### Problem requirements
Repeat each entry word for word. Leave any images out of the copy.
# # # # #
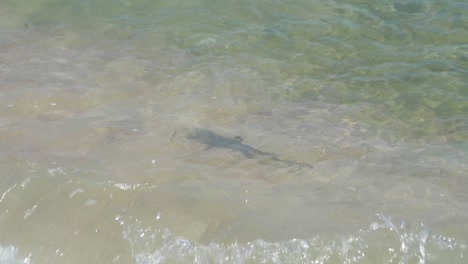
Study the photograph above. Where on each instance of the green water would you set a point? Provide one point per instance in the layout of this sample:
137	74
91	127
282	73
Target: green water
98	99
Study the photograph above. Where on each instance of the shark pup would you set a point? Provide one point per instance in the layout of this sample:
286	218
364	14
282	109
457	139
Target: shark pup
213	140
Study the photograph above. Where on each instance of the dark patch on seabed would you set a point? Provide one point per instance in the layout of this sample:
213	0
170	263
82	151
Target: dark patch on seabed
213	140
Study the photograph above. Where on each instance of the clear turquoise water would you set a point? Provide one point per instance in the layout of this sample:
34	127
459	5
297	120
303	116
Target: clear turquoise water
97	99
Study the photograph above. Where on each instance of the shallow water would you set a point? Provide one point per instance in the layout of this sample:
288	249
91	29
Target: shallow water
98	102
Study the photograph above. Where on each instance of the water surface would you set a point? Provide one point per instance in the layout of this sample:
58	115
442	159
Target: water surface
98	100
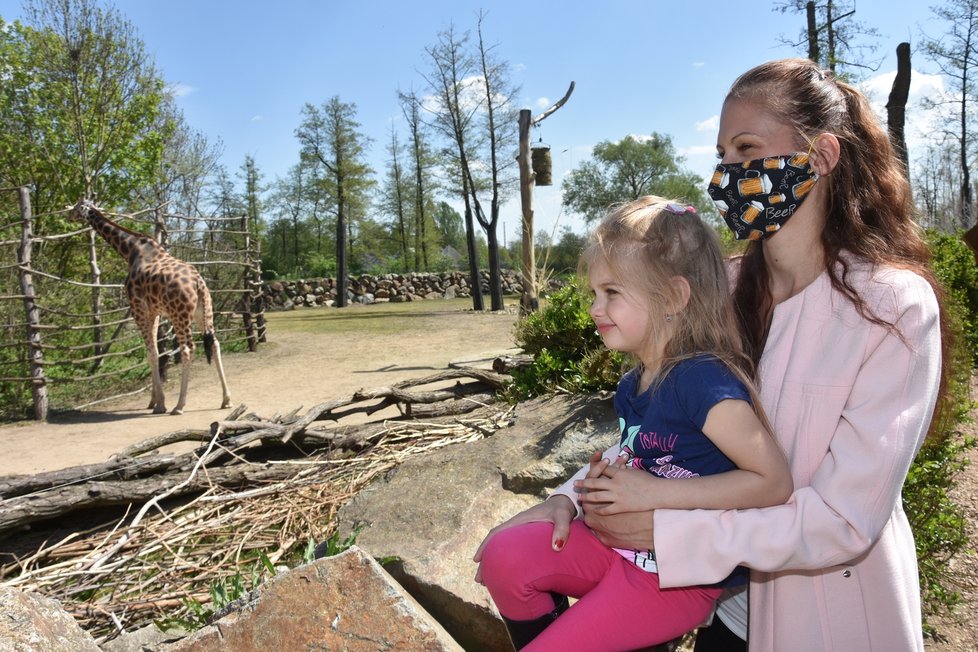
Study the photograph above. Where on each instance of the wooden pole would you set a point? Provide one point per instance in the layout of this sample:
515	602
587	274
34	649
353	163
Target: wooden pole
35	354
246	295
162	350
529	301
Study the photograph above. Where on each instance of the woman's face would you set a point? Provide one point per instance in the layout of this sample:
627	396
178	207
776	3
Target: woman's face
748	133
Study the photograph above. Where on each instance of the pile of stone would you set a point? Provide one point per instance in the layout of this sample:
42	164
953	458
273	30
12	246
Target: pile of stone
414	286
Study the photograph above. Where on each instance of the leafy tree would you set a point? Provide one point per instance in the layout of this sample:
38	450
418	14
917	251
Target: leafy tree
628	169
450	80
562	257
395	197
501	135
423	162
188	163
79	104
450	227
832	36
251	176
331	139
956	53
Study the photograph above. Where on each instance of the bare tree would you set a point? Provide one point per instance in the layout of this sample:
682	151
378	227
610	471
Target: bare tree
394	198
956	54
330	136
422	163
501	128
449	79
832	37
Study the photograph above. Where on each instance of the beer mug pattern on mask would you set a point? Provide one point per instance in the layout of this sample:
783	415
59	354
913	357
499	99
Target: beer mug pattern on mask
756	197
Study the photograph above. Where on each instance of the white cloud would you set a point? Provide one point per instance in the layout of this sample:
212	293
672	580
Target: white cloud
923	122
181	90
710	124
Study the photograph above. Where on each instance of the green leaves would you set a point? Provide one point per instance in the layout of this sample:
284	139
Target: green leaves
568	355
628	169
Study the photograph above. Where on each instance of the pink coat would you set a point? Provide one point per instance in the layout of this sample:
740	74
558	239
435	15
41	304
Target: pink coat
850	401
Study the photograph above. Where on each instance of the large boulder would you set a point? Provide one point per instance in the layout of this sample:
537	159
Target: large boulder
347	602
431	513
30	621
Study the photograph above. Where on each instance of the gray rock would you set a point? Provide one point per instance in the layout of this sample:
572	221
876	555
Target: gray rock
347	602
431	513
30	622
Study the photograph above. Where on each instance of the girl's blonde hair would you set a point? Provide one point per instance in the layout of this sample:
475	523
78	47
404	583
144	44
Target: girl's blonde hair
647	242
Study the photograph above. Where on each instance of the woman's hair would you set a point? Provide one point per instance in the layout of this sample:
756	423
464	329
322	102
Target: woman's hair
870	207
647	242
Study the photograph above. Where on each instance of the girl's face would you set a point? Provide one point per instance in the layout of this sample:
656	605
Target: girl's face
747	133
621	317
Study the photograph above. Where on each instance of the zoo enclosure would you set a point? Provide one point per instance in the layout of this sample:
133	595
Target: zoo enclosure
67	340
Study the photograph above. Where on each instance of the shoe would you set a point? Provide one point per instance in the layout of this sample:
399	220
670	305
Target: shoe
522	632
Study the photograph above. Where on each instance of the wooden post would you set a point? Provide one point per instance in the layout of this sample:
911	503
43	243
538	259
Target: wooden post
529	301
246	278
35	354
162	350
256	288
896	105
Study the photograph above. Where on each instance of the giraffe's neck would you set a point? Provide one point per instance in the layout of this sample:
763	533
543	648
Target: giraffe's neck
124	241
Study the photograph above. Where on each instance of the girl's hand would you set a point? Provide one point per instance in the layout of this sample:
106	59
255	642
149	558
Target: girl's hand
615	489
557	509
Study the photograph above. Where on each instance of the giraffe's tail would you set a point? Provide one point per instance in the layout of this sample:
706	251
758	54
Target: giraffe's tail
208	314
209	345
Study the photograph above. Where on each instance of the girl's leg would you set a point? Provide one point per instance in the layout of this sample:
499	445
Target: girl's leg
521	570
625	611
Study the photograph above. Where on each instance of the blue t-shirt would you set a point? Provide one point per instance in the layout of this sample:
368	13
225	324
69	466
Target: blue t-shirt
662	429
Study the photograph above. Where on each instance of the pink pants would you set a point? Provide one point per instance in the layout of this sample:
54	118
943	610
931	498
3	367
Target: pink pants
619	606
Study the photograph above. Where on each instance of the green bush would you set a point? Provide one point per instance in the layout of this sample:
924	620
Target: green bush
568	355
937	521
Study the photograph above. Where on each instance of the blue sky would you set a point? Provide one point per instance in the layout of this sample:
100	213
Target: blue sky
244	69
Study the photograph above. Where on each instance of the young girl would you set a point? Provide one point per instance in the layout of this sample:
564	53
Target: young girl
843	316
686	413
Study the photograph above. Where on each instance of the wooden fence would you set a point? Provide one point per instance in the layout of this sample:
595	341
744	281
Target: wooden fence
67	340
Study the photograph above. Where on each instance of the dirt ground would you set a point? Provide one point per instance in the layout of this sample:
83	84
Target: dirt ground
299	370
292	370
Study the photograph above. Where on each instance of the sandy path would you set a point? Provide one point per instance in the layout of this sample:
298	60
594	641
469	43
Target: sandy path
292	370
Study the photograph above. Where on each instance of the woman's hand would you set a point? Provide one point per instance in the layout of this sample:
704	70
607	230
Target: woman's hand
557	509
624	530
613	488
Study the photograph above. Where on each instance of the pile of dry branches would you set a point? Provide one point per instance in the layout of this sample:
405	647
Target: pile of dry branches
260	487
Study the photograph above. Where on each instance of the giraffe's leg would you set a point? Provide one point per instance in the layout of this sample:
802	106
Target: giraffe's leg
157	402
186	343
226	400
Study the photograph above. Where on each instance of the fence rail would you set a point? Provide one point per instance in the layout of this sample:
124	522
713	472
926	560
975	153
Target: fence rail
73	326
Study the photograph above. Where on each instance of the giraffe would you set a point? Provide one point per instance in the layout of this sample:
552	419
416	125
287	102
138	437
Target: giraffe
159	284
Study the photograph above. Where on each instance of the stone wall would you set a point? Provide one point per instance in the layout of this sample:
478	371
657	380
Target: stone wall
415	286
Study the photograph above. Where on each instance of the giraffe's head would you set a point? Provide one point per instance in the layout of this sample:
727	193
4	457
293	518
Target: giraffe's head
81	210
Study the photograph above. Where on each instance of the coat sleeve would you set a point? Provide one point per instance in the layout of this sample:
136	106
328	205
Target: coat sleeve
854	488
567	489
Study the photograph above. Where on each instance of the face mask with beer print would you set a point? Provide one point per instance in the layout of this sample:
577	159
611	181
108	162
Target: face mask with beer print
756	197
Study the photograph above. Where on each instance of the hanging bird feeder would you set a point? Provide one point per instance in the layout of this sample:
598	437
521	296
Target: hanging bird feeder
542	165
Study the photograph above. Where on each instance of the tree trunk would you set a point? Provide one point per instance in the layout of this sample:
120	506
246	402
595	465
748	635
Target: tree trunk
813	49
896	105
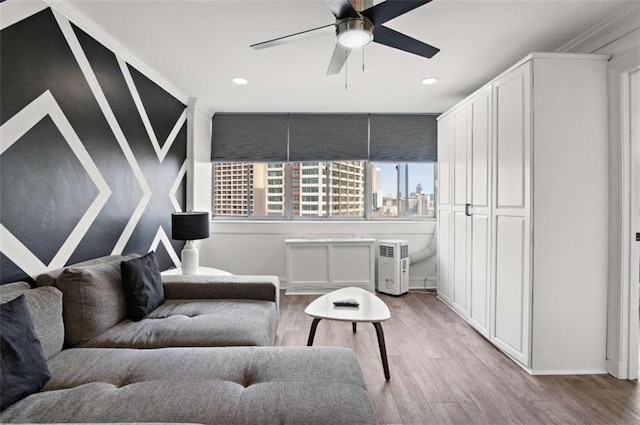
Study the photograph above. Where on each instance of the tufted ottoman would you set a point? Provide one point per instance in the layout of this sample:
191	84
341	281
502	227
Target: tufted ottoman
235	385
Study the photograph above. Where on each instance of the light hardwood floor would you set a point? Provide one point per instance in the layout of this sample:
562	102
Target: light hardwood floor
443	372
# # # # #
### Task solution
Study the photograph above. Where on each instance of the green water would you set a point? Provide one point per instance in the layout of this sample:
137	74
91	127
282	73
Target: green water
98	99
Study the photograph above. Where on each instance of the shark pup would you set a point? Provide one point per instance in the layout of this sample:
286	218
364	14
282	109
457	139
Target: shark pup
213	140
Study the photograph above. Where on each instance of the dark patch on seabed would you set a point? Provide one point per instance in the layout of this sample:
213	0
170	263
82	151
Target: dark patch on seabed
213	140
Study the photograph above. Where on each instance of the clear turquoise water would you set a point? Provide one point per instance in the layout of this sample:
34	127
459	5
297	120
303	116
Target: clear turquoise water
97	99
Study the photograph above. Where on each instance of the shallow water would you set a point? Provide one point per instance in the layout of this sample:
288	249
91	29
Target: shallow water
98	102
Study the photograph above. Where on each instance of the water surface would you set a point? Provide one point per instance in the layout of this sample:
58	115
442	159
Target: water surface
98	100
Study the photograph above. Where on each instance of the wooden pole would you set a point? Provide one point per instance in the layout of this sample:
515	602
587	274
34	649
353	163
Target: wooden pole
35	354
246	295
162	350
529	301
Study the photograph above. Where on each instance of the woman's face would you set a point? Provide one point per instance in the layout of this sample:
627	396
178	207
776	3
Target: woman's face
748	133
Study the photograph above. Where on each instance of the pile of stone would you set a point? Provide one point per instance in the layout of this sample:
42	164
953	458
273	30
12	246
Target: pile of stone
414	286
Study the photograph above. Where on each instance of the leafy tree would you set a point? Provide one point per instance in the layout of this sample:
38	450
418	14
917	251
Target: leafy tree
628	169
450	80
562	257
395	197
501	135
423	162
188	163
79	104
450	227
832	36
251	176
331	139
956	53
Study the photograph above. Where on each instance of the bare tree would you set a point? Provide one point per instance in the layout of this sample:
682	151
378	227
610	471
Target: bare tree
394	198
956	54
330	136
422	163
501	128
449	79
832	37
Study the photograph above. Where on each instance of the beer mug pattern on mask would you set a point? Provide one point per instance in the layout of this sample:
783	415
59	354
913	357
499	99
Target: beer mug pattern on mask
756	197
Study the photograph above. Where on each instance of the white cloud would you set a point? Provide one point per instance in the layout of this sample:
212	293
672	580
Target: white cloud
923	122
181	90
710	124
Study the photograph above. Where on each instance of the green leaves would you set a point? Provide one point per instance in the layout of this sample:
284	139
Target: green leaves
568	355
628	169
Study the photograph above. Where on each instance of the pink coat would you set a point? Provide one point per instance in the layout of this sample:
740	74
558	239
435	15
41	304
Target: pink coat
850	401
Study the photograph above. Where on each instance of the large boulder would you set a point? Provide one point per instance in the layout of this sample:
537	159
Target: large boulder
347	602
431	513
30	621
Study the photograph above. Where on each instance of the gray rock would you set a point? Provide one point per instance in the layout of this sample:
572	221
876	555
Target: gray rock
347	602
431	513
30	622
Study the photograph above. Where on each instance of the girl's blonde hair would you set a point? Provide one point per instance in the layout of this sample:
475	523
78	47
404	583
144	44
Target: girl's blonde hair
647	242
Study the photograph above. Where on each instance of the woman's hair would you set a point? Provide one point per instance in the layout of this sample:
756	423
464	329
322	102
Target: woman's hair
870	207
647	242
Study the photograph above. Where on each instance of the girl's face would you set a point? Provide one point per instance in the layout of this sample:
656	605
Target: girl's face
747	133
621	317
Study the photograph above. Where on each instance of the zoo enclosure would you set a point? Provide one point per instance in the layout of this sample:
133	595
Target: zoo enclosure
67	340
Study the photograph above. Where on each instance of the shoe would you set a point? Provide one point per instance in the layout of this sample:
399	220
670	305
Target: shoe
522	632
Study the photograph above. Where on each instance of the wooden post would you set a point? Provide one point per instance in the layout of this sample:
911	503
43	243
538	259
Target: wooden post
529	301
246	278
35	354
162	350
256	288
896	105
Study the photograph above. Where on each instance of the giraffe's neck would you set a point? Provide one point per instance in the layout of this sample:
763	533
543	648
Target: giraffe's neck
124	241
Study the photograph above. Where on each instance of the girl's hand would you set a point? Provide one point per instance in the layout of this sample:
106	59
255	642
149	558
Target: girl's hand
615	489
557	509
Study the photograph above. Where on each instance of the giraffe's tail would you set a point? Provide one point per instance in the layout of this sample:
706	251
758	54
Target: giraffe's tail
208	314
209	345
Study the photograph above. Where on each instance of the girl's leg would you set a point? Provide one point per instance in the layout of this sample:
499	445
Target: girl's leg
521	570
625	611
Study the photograph above. Where on each instance of the blue t-shirt would you set a point? Provide one point per instance in the layout of this sample:
368	13
225	324
69	466
Target: blue t-shirt
662	429
Study the photograph above. Where on each instance of the pink pants would you set a point? Provide one point per instance in the layout of this sample:
54	118
943	610
931	498
3	367
Target: pink pants
619	606
Study the photograph above. Where on each instance of the green bush would you set a point? Provide one point per instance in the layout of this sample:
924	620
Target: green bush
568	355
937	521
Study the photograph above. Where on each instance of the blue sky would you set a point? Provide one point per instance in the layout of this sample:
100	213
Target: blue sky
244	69
Study the photograph above. Where on each instance of the young girl would you set a point? Provide one point per instance in the layout of this sample:
564	53
Target: young girl
843	316
686	413
Study the photograph above. Where on each instance of the wooden fence would you set a point? Provide one point per instance in the layout of this sample:
595	341
744	281
Target: wooden fence
67	340
Study the photograph above. Where on each instance of the dirt ground would you set a point? Provide one point per instance in the layout of this sample:
83	84
Target: dirt ground
299	370
292	370
Study the photograph above. Where on each instance of the sandy path would you set a point? Provide one point per instance in the layout of this sample:
298	60
594	641
469	43
Target: sandy path
292	370
Study the photograph above. Where on each instance of the woman's hand would you set a point? Provide one point per instance in the layout of this sample:
704	70
607	230
Target: woman's hand
557	509
624	530
613	488
Study the photograph above. Where on each instance of the pile of dry branches would you set a point? Provide one point per instance in the layout of this sample:
405	647
Target: pile of dry branches
260	487
Study the photograph above. Where on each instance of the giraffe's leg would you set a point? Provide one point per instance in the layout of this sample:
802	106
Target: giraffe's leg
157	402
186	343
226	400
Study the photograph above. Where on each instance of the fence rail would you set a point? Provide one point per instance in the layout of this sample:
124	522
713	472
926	560
975	153
Target: fence rail
73	326
Study the photograph above. Where on each instance of the giraffe would you set a point? Provide one point per instance in the layout of this sample:
552	419
416	125
287	102
138	437
Target: giraffe
159	284
Study the photograph above. Where on each instance of the stone wall would you set a point? Provide one point per instance in the layout of this sample:
478	371
657	380
Target: stone wall
415	286
Study the photograph above. Where on each instance of the giraffe's head would you set a point? Provide one point per instance in the layout of this sample:
727	193
4	457
293	518
Target: giraffe's head
81	210
Study the photograph above. Where on each instance of the coat sleeve would you set a point? Provide one point per instance in the layout of this sample:
136	106
328	205
Target: coat sleeve
854	488
567	489
Study the photograph above. Where on each instance of the face mask with beer print would you set a point? Provide one point per instance in the layout of this sample:
577	159
611	181
108	162
Target: face mask with beer print
756	197
Study the photograph above. Where on each instance of the hanging bird feeder would you set a point? Provide one point per instance in the layout of this sample:
598	437
521	296
Target: hanging bird feeder
542	165
Study the photograph above. Where on each instance of the tree trunk would you set a point? Provide one point per instance in the layout of this sample:
120	506
246	402
595	465
748	635
Target: tree trunk
813	49
896	105
Study the photograph above. Where on each instance of the tufted ottoman would you set a point? Provide one point per instance in the layout of this sample:
191	84
341	281
502	227
Target: tufted ottoman
235	385
Study the photograph above. Where on each instance of the light hardwood floor would you set a point? Provide one point per instance in the layout of this sample:
562	102
Target: light hardwood floor
443	372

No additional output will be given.